Passage shown:
□ □ □

Scenario Examples (Realistic, End-to-End)
Scenario #1 — Kubernetes node hang due to kernel deadlock (Kubernetes scenario)
Context: Production Kubernetes cluster with stateful services experiencing pod stalls.
Goal: Detect node hangs quickly and automate replacement with minimal app impact.
Why NMI matters here: NMI watchdog can detect kernel stalls that kubelet and liveness probes cannot.
Architecture / workflow: Host-level NMI watchdog -> Kernel handler captures oops and marks node as unhealthy -> Host agent sends event to central logs -> Controller automation cordons node and drains workloads -> Replace host.
Step-by-step implementation:
- Enable kernel NMI watchdog on node images.
- Configure crashkernel and kdump to store dumps to network-backed storage.
- Add agent metric for “nmi_event_total” and ship to Prometheus.
- Create alert rule: any nmi_event_total > 0 on prod node -> Pager for hardware team.
- Automate cordon+drain when NMI occurs via operator with safety checks.
What to measure: NMI events, time node cordoned, pod eviction success rate.
Tools to use and why: Prometheus for metrics, Fluent Bit for logs, kube-controller-manager for automation.
Common pitfalls: Watchdog false positives during CPU-intensive pods; ensure thresholds.
Validation: Run simulated CPU hang tests in canary; verify cordon and replacement.
Outcome: Faster detection and reduced downtime for affected services.

□ □ □

Recorded data:
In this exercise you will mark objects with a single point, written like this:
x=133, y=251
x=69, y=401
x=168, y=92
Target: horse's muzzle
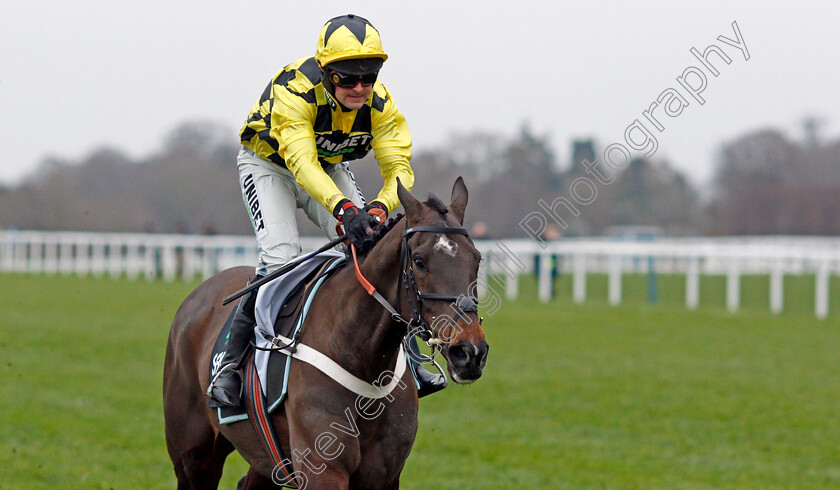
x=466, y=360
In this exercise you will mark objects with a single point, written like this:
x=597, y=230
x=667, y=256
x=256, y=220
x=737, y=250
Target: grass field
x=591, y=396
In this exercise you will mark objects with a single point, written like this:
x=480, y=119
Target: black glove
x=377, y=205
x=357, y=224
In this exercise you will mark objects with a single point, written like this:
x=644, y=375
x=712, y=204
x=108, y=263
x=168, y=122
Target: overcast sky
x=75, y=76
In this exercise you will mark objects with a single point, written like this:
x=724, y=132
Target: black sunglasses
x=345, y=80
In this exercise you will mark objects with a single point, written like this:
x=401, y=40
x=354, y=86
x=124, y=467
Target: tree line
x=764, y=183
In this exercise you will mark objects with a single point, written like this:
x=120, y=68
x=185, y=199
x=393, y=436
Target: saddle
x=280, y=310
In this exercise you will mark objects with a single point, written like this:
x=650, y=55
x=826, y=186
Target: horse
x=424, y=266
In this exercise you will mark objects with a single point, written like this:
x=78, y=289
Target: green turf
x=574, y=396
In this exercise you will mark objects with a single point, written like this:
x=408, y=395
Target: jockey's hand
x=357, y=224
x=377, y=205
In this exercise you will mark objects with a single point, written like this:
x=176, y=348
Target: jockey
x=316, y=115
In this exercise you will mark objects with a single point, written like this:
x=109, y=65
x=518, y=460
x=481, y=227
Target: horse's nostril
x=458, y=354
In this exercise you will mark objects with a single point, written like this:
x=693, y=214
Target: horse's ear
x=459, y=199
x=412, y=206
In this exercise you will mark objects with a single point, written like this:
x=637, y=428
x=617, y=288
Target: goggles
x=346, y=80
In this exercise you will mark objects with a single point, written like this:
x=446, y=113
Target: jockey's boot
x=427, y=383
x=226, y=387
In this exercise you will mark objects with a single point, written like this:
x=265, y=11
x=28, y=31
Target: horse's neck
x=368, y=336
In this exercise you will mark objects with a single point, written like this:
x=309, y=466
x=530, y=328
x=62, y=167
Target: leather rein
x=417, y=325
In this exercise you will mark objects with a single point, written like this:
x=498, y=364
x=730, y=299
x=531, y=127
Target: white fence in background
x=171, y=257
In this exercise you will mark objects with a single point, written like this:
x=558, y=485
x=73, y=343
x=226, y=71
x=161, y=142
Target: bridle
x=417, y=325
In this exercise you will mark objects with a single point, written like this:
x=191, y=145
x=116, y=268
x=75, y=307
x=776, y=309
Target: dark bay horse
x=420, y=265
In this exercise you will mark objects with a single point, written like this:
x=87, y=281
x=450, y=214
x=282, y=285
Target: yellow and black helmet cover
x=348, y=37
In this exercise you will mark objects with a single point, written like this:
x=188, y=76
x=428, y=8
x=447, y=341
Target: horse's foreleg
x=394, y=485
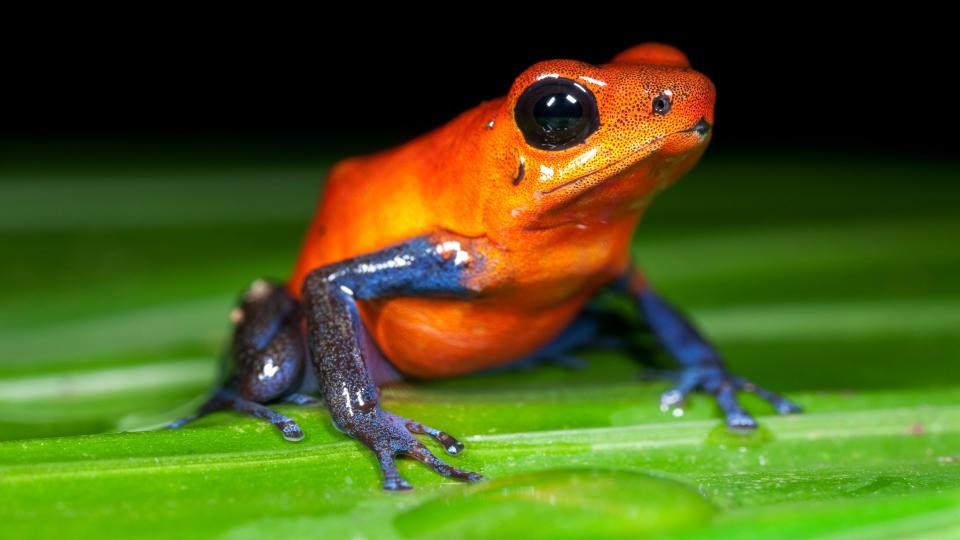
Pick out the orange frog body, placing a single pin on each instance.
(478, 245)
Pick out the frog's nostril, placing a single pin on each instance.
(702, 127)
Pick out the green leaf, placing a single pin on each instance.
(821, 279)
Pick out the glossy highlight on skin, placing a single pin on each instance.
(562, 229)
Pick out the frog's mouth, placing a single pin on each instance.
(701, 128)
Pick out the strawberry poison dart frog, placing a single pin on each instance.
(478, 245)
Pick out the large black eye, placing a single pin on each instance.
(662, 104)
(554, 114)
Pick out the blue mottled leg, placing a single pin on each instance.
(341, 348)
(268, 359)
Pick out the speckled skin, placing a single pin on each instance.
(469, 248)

□ □ □

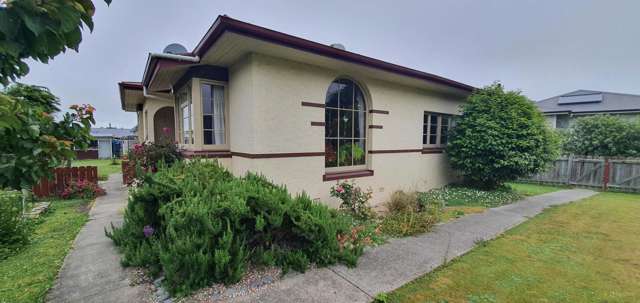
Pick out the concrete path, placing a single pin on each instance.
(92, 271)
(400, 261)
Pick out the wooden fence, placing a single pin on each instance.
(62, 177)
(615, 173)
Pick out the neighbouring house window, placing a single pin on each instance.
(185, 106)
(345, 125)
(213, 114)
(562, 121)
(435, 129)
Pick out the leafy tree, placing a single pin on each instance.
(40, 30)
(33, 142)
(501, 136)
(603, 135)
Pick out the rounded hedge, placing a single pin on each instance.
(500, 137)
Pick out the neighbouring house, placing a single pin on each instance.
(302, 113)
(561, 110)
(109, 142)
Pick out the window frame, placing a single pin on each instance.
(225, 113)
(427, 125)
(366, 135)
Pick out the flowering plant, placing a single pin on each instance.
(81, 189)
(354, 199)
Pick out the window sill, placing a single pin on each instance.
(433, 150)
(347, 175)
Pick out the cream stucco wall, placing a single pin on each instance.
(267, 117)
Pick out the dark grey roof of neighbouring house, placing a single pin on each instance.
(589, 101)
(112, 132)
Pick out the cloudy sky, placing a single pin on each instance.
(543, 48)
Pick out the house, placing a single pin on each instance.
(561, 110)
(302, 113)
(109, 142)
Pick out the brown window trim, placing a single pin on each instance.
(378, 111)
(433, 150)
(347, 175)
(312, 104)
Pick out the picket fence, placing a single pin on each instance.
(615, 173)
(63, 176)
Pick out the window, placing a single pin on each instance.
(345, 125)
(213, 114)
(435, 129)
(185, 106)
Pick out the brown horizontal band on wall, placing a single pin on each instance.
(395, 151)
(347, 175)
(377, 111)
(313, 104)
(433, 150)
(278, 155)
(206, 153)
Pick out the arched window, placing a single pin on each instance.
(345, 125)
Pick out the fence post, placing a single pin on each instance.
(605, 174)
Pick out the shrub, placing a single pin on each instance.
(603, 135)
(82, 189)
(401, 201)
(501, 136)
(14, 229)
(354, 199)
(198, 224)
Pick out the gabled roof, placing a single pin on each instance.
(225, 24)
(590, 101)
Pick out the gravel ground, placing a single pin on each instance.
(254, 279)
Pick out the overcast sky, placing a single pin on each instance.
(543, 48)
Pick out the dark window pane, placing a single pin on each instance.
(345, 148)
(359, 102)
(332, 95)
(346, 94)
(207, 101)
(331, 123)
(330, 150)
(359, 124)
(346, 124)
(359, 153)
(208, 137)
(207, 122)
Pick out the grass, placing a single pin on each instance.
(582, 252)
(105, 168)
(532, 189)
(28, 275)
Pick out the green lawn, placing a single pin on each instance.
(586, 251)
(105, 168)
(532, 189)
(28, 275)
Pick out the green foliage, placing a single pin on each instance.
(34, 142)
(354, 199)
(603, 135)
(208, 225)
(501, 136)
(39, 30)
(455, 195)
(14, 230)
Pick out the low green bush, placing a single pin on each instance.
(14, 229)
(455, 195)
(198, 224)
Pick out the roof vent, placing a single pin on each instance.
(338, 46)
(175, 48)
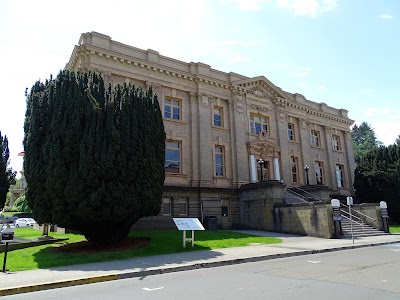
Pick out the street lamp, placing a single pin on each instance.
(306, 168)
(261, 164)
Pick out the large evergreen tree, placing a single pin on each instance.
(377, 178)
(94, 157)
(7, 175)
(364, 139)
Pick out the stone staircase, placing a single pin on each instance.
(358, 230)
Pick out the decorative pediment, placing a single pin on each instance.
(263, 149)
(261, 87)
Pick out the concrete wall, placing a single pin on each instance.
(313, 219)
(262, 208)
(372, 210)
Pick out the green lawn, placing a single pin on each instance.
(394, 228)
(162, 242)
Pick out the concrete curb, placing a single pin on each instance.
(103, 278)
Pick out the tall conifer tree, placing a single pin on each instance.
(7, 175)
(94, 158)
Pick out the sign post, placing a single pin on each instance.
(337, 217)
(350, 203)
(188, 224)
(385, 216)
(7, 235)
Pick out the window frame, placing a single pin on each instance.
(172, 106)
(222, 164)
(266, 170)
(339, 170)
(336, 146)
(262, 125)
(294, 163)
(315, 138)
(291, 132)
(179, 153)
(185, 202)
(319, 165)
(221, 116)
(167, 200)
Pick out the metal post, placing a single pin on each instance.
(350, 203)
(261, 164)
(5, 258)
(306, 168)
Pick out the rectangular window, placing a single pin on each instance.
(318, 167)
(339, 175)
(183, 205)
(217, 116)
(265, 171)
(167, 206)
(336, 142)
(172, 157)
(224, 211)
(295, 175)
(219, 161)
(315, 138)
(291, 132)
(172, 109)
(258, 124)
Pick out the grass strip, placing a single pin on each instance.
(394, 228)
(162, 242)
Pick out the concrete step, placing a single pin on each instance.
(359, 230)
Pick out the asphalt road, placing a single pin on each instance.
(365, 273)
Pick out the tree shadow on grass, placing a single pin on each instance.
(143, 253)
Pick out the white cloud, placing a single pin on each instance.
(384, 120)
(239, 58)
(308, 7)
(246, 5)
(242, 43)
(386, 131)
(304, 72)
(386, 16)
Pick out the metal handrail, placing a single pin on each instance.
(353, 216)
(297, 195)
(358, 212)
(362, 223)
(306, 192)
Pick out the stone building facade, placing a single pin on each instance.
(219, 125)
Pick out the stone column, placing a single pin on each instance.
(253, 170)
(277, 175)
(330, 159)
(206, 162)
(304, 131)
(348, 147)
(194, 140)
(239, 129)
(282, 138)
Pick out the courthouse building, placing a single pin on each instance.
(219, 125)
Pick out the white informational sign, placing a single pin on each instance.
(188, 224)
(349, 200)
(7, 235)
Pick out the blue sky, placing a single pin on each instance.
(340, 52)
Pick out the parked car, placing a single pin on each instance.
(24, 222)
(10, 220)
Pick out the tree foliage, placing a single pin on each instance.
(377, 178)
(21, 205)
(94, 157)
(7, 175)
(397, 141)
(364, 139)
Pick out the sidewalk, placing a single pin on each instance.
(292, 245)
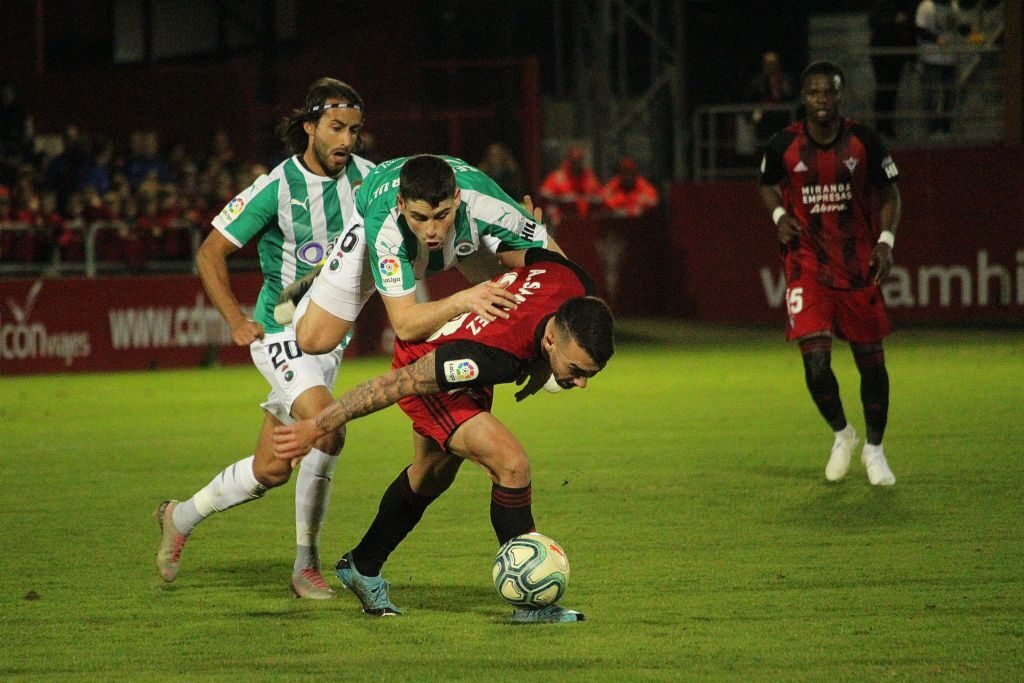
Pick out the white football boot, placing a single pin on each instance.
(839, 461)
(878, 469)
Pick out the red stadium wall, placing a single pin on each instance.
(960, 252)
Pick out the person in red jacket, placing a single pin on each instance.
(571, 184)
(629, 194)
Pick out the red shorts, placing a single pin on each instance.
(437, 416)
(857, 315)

□ □ □

Task prompt:
Continue the passage of NMI watchdog scenario examples from the point where it stops.

Solved exercise:
Scenario #2 — Serverless function host hardware fault (Serverless/managed-PaaS scenario)
Context: Managed serverless provider where tenant functions occasionally cold-fail without clear app errors.
Goal: Correlate host-level faults with function failures and reduce function error rates.
Why NMI matters here: Underlying host hardware faults manifest as function invocation failures; NMIs indicate host-level issues needing provider action.
Architecture / workflow: Provider collects host events -> NMIs associated with host IDs -> Functions on same host flagged and invocations redirected -> Provider performs host replacement.
Step-by-step implementation:
- Ensure provider exposes host health events or internal BMC logs.
- Correlate function invocation failures with host event timestamps.
- Blacklist affected hosts in routing pool until resolved.
What to measure: Host NMI events, function error rate per host, blacklisted-host count.
Tools to use and why: Provider internal telemetry, central event bus.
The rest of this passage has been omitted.